Exercise
Print every record exactly as it appears. Leave the pictures out.

(Image-grounded pointing data)
********************
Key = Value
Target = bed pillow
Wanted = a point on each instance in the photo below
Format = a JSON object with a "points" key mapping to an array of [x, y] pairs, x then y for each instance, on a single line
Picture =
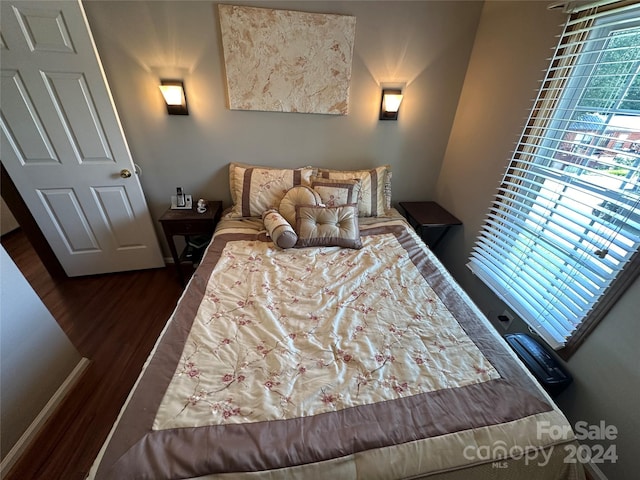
{"points": [[301, 195], [255, 189], [375, 188], [335, 192], [319, 226], [280, 231]]}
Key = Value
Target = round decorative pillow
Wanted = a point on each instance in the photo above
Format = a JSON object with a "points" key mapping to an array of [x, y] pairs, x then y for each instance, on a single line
{"points": [[300, 195]]}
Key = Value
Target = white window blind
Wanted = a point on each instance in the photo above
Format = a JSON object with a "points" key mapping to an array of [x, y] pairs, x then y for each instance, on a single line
{"points": [[565, 221]]}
********************
Exercise response
Key = Value
Target = bed pillow
Wanted = a point on each instance in the photo below
Format = a JSON object with a "points" key mapping to an array of [x, y] pairs, x then y for each instance, on a single line
Picture =
{"points": [[301, 195], [255, 189], [375, 188], [335, 192], [319, 226], [280, 231]]}
Key = Value
Target = round decorative pillow
Wanted = a point on each instance in the photo above
Format = a JSON object with a "points" key mapping to an array of [x, y] pairs, x then y for each instance, on a single line
{"points": [[300, 195]]}
Key = Value
Target = white window blind
Wanted = a point on each instance in the photo above
Format = a JSON object with a "points" key mapping to an array of [x, y] pairs, x then y for each instance, on a single line
{"points": [[565, 221]]}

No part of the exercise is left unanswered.